▸ **TRECHO DO TEXTO**

_ _ _ _ _

O direito à privacidade, até o final do século XIX, estava vinculado ao direito de propriedade, como  garantia  da inviolabilidade de domicílio. Depois disso, Warren e Brandeis desvinculam o direito à privacidade do direito à propriedade, e enfatizaram em um artigo publicado na revista da Faculdade de Direito de Harward, em 1890, a tutela do direito à não publicação de registros pessoais.

Hoje, o direito de não ser monitorado, registrado e reconhecido é fundamento  do  direito  à privacidade, bem como do Estado Democrático  de Direito,  como  garantia  ao  direito à  liberdade  de  associação,  de  manifestação  de pensamento,  à liberdade e à igualdade e aos direitos políticos.

_ _ _ _ _

▸ **DESCRIÇÃO DO EXERCÍCIO**
Dê continuidade ao texto sobre o direito à privacidade, começando logo depois da última frase. Os registros formam um material separado do texto.

▸ **MATERIAL EXTRAÍDO**
_ _ _ _ _

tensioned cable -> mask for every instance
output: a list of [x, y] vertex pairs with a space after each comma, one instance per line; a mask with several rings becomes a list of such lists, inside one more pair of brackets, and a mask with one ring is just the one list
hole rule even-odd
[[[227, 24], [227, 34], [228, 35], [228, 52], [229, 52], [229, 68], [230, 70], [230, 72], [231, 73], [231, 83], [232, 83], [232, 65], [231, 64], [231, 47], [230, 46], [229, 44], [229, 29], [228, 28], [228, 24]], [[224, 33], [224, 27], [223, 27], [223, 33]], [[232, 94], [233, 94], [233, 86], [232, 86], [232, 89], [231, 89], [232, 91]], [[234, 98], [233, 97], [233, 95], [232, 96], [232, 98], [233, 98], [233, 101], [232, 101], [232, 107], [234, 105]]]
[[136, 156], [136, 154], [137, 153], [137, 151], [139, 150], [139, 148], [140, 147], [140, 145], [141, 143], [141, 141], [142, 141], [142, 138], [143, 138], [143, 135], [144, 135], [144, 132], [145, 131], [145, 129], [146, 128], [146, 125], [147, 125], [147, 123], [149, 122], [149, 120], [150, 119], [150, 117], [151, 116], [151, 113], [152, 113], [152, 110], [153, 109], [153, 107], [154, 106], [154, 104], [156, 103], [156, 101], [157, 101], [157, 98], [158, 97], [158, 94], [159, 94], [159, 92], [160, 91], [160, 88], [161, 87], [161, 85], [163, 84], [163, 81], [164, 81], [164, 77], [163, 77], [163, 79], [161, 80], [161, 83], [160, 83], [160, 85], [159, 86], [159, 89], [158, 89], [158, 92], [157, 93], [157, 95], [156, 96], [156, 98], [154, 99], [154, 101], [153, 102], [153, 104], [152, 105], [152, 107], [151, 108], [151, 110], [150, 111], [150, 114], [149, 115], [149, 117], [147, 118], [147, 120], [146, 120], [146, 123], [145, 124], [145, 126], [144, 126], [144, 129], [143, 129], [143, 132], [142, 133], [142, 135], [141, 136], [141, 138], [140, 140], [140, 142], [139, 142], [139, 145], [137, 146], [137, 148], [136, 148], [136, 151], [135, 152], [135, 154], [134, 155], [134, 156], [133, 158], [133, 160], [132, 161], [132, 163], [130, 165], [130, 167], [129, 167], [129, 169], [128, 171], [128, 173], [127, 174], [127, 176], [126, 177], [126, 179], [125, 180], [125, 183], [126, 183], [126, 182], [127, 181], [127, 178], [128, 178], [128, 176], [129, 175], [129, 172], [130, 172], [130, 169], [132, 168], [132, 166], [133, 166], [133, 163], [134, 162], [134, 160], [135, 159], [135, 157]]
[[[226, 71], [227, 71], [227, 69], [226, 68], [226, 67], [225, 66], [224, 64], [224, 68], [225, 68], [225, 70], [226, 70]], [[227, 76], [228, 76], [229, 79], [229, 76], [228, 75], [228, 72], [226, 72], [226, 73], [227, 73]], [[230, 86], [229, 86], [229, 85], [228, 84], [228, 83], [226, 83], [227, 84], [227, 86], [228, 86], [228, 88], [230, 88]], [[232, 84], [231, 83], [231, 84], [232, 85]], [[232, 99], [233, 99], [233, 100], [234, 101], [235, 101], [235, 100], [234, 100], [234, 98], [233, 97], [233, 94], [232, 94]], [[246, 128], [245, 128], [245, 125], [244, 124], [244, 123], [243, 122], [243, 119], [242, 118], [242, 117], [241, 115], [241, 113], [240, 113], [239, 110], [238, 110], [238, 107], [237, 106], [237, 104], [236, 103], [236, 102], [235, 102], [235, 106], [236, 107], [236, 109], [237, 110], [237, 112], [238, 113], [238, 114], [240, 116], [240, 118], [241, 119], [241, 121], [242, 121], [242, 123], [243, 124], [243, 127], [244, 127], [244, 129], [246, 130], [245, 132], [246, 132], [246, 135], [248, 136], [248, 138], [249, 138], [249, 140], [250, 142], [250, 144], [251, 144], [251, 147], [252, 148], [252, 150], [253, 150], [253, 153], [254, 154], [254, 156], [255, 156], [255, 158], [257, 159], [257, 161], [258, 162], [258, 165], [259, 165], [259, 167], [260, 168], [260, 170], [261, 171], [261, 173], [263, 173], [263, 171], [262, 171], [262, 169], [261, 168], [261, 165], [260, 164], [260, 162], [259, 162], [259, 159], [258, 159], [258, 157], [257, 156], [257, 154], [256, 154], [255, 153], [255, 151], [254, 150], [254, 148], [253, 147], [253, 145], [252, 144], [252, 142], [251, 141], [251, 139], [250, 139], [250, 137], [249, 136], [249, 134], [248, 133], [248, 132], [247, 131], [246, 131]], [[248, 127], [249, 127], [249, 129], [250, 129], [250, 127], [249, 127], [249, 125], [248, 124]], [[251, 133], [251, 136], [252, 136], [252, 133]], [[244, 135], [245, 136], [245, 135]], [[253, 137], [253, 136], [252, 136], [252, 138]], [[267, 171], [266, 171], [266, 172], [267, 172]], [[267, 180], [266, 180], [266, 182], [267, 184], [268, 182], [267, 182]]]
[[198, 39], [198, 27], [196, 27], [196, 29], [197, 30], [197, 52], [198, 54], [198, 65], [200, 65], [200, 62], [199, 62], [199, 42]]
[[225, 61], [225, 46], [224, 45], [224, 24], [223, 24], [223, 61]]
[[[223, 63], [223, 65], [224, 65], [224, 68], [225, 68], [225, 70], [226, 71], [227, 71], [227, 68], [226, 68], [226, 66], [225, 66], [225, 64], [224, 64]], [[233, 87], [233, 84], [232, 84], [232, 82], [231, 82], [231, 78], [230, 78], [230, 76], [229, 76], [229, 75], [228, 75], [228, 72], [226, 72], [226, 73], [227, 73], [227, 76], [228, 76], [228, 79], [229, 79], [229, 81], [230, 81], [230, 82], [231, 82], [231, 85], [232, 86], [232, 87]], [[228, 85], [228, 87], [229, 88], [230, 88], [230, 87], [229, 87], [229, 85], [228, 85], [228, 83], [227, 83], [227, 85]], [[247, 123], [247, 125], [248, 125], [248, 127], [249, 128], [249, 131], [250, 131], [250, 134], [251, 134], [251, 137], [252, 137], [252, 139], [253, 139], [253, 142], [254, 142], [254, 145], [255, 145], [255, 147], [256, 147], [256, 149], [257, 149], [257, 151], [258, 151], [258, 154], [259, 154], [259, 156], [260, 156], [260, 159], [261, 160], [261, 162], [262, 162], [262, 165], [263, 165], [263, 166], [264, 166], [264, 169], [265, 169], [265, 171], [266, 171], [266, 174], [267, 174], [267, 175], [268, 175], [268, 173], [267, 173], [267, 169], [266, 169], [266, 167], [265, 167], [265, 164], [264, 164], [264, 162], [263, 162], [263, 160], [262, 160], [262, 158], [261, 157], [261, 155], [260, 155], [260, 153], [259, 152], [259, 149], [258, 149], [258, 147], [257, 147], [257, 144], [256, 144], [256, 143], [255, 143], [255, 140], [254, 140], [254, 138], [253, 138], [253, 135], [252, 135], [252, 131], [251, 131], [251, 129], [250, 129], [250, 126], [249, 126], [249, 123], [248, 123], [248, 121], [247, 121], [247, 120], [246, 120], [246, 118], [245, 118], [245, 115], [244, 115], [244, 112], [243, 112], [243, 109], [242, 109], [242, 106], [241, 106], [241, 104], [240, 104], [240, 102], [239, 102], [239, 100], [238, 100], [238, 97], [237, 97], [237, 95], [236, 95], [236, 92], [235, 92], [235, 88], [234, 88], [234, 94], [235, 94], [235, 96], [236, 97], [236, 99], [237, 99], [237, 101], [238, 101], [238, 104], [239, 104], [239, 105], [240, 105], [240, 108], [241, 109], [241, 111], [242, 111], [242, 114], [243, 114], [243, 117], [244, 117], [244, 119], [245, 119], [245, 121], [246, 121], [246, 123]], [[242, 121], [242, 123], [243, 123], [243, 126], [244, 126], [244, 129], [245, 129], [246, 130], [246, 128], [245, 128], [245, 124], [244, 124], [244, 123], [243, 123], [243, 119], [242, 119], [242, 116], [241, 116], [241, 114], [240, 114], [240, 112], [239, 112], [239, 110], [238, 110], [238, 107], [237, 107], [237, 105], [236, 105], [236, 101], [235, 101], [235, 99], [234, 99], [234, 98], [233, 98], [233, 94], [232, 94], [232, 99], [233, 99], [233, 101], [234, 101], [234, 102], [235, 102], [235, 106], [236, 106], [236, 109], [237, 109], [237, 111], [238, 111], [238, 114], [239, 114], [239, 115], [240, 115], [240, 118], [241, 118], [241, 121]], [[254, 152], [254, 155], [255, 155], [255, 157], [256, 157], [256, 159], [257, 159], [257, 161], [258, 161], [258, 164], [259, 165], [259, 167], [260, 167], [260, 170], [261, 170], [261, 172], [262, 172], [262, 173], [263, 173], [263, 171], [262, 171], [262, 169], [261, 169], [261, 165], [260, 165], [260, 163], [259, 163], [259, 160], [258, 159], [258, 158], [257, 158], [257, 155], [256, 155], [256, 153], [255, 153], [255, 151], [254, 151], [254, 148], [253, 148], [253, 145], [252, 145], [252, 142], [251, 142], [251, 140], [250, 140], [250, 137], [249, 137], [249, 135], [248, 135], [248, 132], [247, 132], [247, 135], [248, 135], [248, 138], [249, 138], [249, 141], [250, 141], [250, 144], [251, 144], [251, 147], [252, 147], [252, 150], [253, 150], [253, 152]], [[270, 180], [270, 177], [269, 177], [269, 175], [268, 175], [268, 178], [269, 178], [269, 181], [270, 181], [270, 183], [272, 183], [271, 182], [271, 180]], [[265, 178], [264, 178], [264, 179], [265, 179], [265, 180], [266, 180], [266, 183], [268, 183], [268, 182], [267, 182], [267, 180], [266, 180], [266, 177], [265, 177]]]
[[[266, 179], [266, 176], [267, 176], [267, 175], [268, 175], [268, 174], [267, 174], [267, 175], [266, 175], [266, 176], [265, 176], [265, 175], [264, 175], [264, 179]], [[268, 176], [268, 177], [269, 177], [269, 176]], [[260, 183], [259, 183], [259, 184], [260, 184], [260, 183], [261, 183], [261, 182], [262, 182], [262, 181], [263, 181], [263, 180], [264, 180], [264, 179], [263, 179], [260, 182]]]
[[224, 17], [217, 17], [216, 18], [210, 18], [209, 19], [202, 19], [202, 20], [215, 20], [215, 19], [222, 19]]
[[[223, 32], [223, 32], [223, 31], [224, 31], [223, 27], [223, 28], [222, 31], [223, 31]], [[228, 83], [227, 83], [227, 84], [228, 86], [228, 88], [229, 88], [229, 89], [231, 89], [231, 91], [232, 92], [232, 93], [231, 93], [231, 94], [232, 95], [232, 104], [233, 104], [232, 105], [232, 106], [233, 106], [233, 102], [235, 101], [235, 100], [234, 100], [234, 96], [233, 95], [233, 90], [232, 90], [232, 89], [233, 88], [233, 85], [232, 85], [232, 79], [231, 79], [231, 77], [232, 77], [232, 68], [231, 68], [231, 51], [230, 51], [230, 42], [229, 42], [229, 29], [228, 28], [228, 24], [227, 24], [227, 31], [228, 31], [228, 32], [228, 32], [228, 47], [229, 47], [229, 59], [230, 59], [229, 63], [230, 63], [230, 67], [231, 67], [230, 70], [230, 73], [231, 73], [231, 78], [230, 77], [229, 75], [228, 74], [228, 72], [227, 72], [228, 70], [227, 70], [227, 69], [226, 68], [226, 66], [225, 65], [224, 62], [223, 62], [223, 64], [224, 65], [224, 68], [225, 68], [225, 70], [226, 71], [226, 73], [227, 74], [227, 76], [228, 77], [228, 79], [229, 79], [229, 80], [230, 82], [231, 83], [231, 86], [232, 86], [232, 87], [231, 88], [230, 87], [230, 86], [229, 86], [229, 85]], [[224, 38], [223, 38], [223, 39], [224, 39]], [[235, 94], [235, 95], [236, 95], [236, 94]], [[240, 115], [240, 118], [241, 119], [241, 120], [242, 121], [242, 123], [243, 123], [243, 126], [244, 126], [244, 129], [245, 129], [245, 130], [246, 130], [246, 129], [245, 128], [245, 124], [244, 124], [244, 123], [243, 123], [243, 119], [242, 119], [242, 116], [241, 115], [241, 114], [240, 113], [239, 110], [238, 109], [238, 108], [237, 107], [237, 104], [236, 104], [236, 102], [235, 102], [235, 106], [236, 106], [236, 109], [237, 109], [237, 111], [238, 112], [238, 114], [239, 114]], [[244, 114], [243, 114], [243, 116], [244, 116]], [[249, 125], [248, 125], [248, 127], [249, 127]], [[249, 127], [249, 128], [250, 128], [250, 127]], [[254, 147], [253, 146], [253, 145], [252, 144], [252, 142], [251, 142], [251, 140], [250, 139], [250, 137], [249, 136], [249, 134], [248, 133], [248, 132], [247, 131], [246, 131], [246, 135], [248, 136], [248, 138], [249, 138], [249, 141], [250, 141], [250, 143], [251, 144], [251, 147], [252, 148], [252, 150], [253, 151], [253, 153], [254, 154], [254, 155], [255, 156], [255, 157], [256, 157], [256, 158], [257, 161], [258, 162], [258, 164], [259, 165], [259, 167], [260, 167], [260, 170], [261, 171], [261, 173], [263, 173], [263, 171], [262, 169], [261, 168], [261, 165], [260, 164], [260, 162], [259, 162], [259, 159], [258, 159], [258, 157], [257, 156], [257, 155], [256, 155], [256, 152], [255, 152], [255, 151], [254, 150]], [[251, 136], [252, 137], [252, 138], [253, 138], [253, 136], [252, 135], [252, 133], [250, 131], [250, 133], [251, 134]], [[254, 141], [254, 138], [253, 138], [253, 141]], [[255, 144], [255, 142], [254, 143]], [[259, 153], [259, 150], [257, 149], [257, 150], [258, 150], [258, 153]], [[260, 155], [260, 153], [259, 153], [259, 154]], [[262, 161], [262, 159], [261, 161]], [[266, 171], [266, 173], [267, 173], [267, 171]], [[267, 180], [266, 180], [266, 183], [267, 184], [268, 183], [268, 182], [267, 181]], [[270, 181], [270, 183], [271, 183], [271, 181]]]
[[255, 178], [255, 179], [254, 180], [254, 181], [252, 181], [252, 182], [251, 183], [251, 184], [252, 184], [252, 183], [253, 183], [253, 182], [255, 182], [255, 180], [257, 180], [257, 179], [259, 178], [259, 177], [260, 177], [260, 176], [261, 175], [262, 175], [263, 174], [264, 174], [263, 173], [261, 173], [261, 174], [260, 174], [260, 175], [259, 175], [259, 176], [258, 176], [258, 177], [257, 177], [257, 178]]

_ _ _ _ _

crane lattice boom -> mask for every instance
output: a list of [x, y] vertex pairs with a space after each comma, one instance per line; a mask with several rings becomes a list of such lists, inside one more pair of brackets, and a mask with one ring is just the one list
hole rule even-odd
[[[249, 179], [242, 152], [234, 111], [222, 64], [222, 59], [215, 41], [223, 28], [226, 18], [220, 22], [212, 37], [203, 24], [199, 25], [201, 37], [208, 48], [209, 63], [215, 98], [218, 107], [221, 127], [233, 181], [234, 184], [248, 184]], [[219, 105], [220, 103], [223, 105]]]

_ _ _ _ _

▸ **RESPOSTA**
O direito à privacidade, concebido como uma tríade de direitos - direito de não ser monitorado, direito de não ser registrado e direito de não ser reconhecido (direito de não ter registros pessoais publicados) - transcende, pois, nas sociedades informacionais, os limites de mero direito de interesse privado para se tornar em um dos fundamentos do Estado Democrático de Direito. (VIANNA, 2007, p. 116).

Preservar a privacidade é uma forma de conter o poder arbitrário do Estado, garantindo às pessoas o direito de exercer a cidadania sem sofrer qualquer tipo de constrangimento. “Ao garantir a privacidade do eleitor, o Direito garante também sua liberdade de manifestação de pensamento e de exercício dos direitos políticos, evitando qualquer forma de constrangimento nas votações.” (VIANNA, 2007, p. 115).

O regime nazista demonstrou claramente que o registro das características da população pode ser utilizado como filtragem dos indivíduos indesejáveis. Ao registrar os judeus, os homossexuais, entre outros, instituíram-se os precedentes necessários ao totalitarismo seletivo e ao extermínio dos considerados indesejados ao Estado Alemão.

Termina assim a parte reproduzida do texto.